DIRECTION » Put the lines below into a JSON list of strings, with one string for each line and any blank lines omitted.

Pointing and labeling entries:
++++

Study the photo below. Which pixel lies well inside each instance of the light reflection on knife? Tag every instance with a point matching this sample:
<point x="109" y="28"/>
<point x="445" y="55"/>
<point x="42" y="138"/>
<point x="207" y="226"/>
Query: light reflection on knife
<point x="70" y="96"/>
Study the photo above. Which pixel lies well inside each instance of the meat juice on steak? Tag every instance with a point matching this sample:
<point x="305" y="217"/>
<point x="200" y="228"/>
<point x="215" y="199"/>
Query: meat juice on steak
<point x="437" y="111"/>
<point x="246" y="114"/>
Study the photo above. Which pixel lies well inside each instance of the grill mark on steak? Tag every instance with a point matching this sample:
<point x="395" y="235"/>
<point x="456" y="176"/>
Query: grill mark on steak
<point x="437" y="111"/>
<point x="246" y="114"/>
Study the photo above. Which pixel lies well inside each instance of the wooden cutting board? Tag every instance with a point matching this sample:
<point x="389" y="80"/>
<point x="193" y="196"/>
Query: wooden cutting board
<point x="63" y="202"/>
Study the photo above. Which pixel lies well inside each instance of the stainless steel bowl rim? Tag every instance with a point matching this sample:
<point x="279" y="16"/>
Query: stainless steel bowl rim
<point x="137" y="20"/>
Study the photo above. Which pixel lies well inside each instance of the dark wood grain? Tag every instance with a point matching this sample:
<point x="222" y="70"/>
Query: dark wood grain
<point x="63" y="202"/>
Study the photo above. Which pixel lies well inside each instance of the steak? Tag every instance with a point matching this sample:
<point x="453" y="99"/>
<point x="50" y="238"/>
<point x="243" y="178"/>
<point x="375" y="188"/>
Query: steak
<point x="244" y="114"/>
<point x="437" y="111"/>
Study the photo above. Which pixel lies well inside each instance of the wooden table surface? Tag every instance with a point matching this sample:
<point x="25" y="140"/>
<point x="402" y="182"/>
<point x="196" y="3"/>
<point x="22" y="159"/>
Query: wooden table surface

++++

WRITTEN ANSWER »
[
  "Study the photo below. Which pixel lies well inside each instance of the light reflection on knife? Tag every instance with a point matching this sample:",
  "<point x=\"109\" y=\"28\"/>",
  "<point x=\"445\" y=\"55\"/>",
  "<point x=\"42\" y=\"138\"/>",
  "<point x=\"207\" y=\"226\"/>",
  "Query: light reflection on knife",
  "<point x=\"70\" y=\"96\"/>",
  "Study the photo above. Which pixel lies well inside each instance of the meat juice on steak? Tag every instance with a point matching this sample:",
  "<point x=\"305\" y=\"217\"/>",
  "<point x=\"200\" y=\"228\"/>",
  "<point x=\"215\" y=\"199\"/>",
  "Query: meat juice on steak",
  "<point x=\"437\" y=\"111\"/>",
  "<point x=\"246\" y=\"114\"/>",
  "Study the photo above. Which pixel lies well inside each instance of the grill mark on steak? Tag every instance with a point matching this sample:",
  "<point x=\"395\" y=\"235\"/>",
  "<point x=\"456\" y=\"176\"/>",
  "Query: grill mark on steak",
  "<point x=\"437\" y=\"111\"/>",
  "<point x=\"246\" y=\"114\"/>",
  "Study the photo above. Which pixel lies well inside each instance of the wooden cutting board? Tag every instance with a point matching this sample:",
  "<point x=\"389\" y=\"80\"/>",
  "<point x=\"193\" y=\"196\"/>",
  "Query: wooden cutting board",
  "<point x=\"63\" y=\"202\"/>",
  "Study the photo above. Which pixel lies well inside each instance of the stainless steel bowl rim? Tag every instance with a point matching this sample:",
  "<point x=\"279\" y=\"16\"/>",
  "Query: stainless steel bowl rim",
  "<point x=\"137\" y=\"20\"/>",
  "Study the photo above. Which pixel lies well inside each instance of the dark wood grain? Tag every instance with a point matching this sample:",
  "<point x=\"222\" y=\"70\"/>",
  "Query: dark wood grain",
  "<point x=\"63\" y=\"202\"/>",
  "Study the photo above. Which pixel lies well inside each instance of the steak? Tag every instance with a point matching this sample:",
  "<point x=\"453\" y=\"99\"/>",
  "<point x=\"50\" y=\"238\"/>",
  "<point x=\"243\" y=\"178\"/>",
  "<point x=\"375\" y=\"188\"/>",
  "Query: steak",
  "<point x=\"244\" y=\"114\"/>",
  "<point x=\"437\" y=\"111\"/>",
  "Study the photo above. Which pixel lies well inside each instance of the wooden table surface? Tag every instance with a point matching this sample:",
  "<point x=\"25\" y=\"140\"/>",
  "<point x=\"402\" y=\"182\"/>",
  "<point x=\"196\" y=\"3\"/>",
  "<point x=\"22\" y=\"159\"/>",
  "Query: wooden table surface"
]